_TASK BRIEF_.
Rescale the answers in the rows from the line with "I would appreciate it if you could identify the lamp" through the end of the rows, inclusive. Reproduce every line in that span, and multiply each point coordinate in the answers by 1.35, rounding to the nearest whole number with halves rounded up. Leave all other lines, including their sample coordinates, unchanged.

================================

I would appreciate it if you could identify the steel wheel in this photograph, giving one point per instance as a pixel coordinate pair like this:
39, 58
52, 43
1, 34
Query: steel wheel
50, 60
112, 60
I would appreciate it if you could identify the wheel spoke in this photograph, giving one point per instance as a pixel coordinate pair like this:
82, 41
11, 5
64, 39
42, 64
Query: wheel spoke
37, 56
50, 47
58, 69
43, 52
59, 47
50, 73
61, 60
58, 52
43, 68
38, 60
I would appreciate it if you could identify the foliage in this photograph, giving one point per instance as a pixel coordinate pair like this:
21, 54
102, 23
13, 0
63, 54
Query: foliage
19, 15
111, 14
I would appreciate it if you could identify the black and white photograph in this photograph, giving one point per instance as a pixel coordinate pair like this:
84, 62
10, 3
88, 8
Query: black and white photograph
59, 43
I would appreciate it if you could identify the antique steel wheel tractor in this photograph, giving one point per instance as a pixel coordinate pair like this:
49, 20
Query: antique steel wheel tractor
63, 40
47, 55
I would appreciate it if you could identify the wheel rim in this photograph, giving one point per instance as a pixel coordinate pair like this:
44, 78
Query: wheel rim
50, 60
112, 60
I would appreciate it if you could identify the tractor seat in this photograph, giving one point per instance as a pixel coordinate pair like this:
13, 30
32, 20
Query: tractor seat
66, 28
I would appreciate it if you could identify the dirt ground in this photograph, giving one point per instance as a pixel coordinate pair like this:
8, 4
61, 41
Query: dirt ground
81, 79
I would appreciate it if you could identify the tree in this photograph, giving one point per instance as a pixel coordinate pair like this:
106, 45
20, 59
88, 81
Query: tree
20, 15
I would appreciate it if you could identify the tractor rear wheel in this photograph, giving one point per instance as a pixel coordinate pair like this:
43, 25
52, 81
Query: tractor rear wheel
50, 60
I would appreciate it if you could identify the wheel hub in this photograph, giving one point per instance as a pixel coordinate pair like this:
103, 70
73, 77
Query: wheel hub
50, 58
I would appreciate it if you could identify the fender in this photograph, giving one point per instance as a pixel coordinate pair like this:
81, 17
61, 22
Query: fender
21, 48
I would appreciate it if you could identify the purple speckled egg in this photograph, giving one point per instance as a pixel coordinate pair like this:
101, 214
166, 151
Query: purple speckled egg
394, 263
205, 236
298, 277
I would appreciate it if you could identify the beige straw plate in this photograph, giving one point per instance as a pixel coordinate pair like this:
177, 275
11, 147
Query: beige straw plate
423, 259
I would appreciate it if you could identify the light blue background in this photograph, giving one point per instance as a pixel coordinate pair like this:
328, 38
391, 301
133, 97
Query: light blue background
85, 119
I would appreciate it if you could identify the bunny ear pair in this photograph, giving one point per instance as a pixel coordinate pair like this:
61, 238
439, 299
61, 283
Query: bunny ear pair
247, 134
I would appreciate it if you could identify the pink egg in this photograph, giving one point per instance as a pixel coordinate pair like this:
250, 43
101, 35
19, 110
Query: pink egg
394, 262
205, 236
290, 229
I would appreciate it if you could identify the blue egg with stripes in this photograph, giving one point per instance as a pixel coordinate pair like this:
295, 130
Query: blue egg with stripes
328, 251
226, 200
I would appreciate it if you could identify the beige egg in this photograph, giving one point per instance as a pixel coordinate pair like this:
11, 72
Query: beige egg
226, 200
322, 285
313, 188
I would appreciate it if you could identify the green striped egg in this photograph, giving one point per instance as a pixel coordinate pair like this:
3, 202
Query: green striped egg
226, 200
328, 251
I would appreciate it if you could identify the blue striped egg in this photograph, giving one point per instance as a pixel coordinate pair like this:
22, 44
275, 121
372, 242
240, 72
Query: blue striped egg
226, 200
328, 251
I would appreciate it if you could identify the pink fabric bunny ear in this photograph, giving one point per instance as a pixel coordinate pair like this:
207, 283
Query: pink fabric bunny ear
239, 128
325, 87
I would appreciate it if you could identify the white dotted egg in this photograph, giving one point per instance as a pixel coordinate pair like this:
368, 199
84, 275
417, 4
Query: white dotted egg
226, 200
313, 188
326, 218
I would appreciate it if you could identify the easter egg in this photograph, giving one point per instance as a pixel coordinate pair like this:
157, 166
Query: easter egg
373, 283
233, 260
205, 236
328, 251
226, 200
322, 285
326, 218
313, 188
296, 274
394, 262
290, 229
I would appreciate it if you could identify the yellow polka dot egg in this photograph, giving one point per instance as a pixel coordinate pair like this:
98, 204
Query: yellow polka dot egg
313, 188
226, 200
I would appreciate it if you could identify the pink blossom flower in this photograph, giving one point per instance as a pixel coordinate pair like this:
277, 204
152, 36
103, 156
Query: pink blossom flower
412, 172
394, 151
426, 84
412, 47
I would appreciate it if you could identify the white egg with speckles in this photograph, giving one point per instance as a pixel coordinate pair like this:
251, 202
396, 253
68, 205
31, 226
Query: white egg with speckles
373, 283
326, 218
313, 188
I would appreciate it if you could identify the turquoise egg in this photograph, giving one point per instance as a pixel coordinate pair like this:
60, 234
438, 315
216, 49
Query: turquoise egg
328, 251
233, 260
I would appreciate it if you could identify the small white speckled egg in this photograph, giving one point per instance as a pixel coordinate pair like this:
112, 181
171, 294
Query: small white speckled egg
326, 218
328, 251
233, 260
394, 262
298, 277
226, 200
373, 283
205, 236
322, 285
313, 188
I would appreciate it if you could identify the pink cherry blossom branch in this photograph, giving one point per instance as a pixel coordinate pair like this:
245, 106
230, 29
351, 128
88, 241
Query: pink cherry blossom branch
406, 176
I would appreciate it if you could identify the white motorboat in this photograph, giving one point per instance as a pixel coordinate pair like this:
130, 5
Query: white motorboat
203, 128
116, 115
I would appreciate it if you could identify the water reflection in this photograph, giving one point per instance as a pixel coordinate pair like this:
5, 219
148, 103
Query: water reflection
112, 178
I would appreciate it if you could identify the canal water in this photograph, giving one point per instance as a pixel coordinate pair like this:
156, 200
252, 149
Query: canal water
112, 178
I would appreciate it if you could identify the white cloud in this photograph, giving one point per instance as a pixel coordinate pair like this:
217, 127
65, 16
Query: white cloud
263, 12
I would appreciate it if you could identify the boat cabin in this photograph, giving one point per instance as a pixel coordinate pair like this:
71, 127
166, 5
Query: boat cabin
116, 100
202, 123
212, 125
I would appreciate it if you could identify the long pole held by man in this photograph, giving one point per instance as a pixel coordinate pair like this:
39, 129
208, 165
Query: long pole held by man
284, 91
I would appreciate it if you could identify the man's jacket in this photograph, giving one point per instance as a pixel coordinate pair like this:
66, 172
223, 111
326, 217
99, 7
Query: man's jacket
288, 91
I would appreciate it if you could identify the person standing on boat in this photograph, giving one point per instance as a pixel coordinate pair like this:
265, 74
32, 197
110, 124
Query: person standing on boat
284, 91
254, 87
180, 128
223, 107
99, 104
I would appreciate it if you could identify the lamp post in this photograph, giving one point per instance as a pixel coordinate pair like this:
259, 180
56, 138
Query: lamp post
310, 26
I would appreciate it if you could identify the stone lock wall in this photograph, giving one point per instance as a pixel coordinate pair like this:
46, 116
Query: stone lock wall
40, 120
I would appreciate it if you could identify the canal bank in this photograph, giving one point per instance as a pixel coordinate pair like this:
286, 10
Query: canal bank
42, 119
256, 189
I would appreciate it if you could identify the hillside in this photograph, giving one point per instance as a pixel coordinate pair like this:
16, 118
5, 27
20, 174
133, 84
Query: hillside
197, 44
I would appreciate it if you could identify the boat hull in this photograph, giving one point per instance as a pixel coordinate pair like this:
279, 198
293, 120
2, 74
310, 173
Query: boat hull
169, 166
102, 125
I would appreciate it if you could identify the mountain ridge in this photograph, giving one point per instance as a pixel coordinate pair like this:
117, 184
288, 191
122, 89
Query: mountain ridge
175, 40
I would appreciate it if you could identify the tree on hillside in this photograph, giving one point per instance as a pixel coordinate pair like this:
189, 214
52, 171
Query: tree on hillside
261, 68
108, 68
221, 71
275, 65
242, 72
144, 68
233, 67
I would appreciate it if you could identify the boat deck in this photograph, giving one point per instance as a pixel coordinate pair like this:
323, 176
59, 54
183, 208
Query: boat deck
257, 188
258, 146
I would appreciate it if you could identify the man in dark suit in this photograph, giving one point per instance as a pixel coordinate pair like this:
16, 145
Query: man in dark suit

================================

_EXPECTED ANSWER_.
I would appreciate it if you could identify the lamp post in this photograph, giving one point per instance as a pixel coordinate pair like this:
259, 180
56, 138
Query: lamp post
419, 35
I would appreciate it if you could identify the stone lock wall in this photograph, giving one point per instance as a pixel coordinate pair like this:
46, 116
Query: stone lock wall
54, 162
I would appreciate it if you could identify the canal bank in this photograph, giving one point per instance as a pixel coordinate pair like this:
286, 10
Query: canal bank
57, 161
346, 255
I would appreciate it if you could identify the hillside in this photograph, giving one point per instance as a pixel coordinate pair like this:
16, 118
5, 27
20, 174
133, 84
Query: hillside
266, 59
I would appreciate it if you could identify the boat hull in this photograph, giving one point per instance as a pixel coordinate pair like this:
279, 198
293, 120
2, 74
310, 173
Query: boat hull
228, 224
138, 169
I would appreciate it if you could identify the mountain ridge in this photograph, giving one point per instance as a pixel coordinate pair like this:
117, 184
288, 191
122, 89
Query: mountain ridge
236, 54
I would appreciate it if you could identify the tree on hillside in this photograph, giving one point per instance as a pixel coordinate pair like this:
189, 214
52, 171
Query: tree on hillside
352, 92
146, 92
298, 96
371, 88
327, 97
194, 92
315, 90
I would appreciate it if you could identify the boat deck in this photograph, giving one point per instance as a pixel coordinate pair like this:
323, 176
59, 54
183, 208
Query: boat deck
347, 254
348, 197
I would appreciate it if you could identify the man in dark suit in this photograph, giving one point per instance as a pixel coordinate pair like this:
16, 145
Query: man in dark suit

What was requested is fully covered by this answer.